## start Excerpt to read
Sati Kumar claimed that he was writing modern poetry in the manner of French poet Rimbaud and the American poet Ginsberg. The mainstream progressive writers disapproved of these poems. This precisely was the time when he got a Bulgarian fellowship – thanks to Amrita Pritam – to do research at the Sofia University.
Sati married a Bulgarian girl and in her collaboration translated some parts of Ramayana and Mahabharata into Bulgarian. After a six year stint at Sofia, Sati migrated to Sweden where he lived till his end. From 1964-1979 he published four collections of poems, Pancham (1964), GhoriaaN di Udeek (1971), Rahao (1977) and Tambey da Rukh (1979). He edited nine books in Hindi mainly anthologies of modern Swedish poetry and his regular travelogues of East Europe published in Hindi weekly Dharmayug had a wide readership.
He staged a come back a couple of years ago in a book-length interview Mayajaal – Gallan ate Kavita (2005) and interspersed with poems from his earlier collections. The interview is a veritable autobiography of Sati Kumar along with a selection of his poems. It is a critique of Punjabi literature, Stalinist socialist realism in art and literature and of literary history of the last four decades. In 1995 Bhasha Vibhag of the Punjab government honoured him as ‘Shiromini Sahitkar’.
## end Excerpt to read
## start Material
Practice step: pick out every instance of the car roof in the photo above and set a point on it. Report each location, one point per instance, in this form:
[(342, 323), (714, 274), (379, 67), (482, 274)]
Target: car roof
## end Material
*What you have to do*: Return the Sati Kumar passage verbatim from "Sati Kumar claimed" to "a wide readership.", including both of those phrases.

*Completed exercise*:
Sati Kumar claimed that he was writing modern poetry in the manner of French poet Rimbaud and the American poet Ginsberg. The mainstream progressive writers disapproved of these poems. This precisely was the time when he got a Bulgarian fellowship – thanks to Amrita Pritam – to do research at the Sofia University.
Sati married a Bulgarian girl and in her collaboration translated some parts of Ramayana and Mahabharata into Bulgarian. After a six year stint at Sofia, Sati migrated to Sweden where he lived till his end. From 1964-1979 he published four collections of poems, Pancham (1964), GhoriaaN di Udeek (1971), Rahao (1977) and Tambey da Rukh (1979). He edited nine books in Hindi mainly anthologies of modern Swedish poetry and his regular travelogues of East Europe published in Hindi weekly Dharmayug had a wide readership.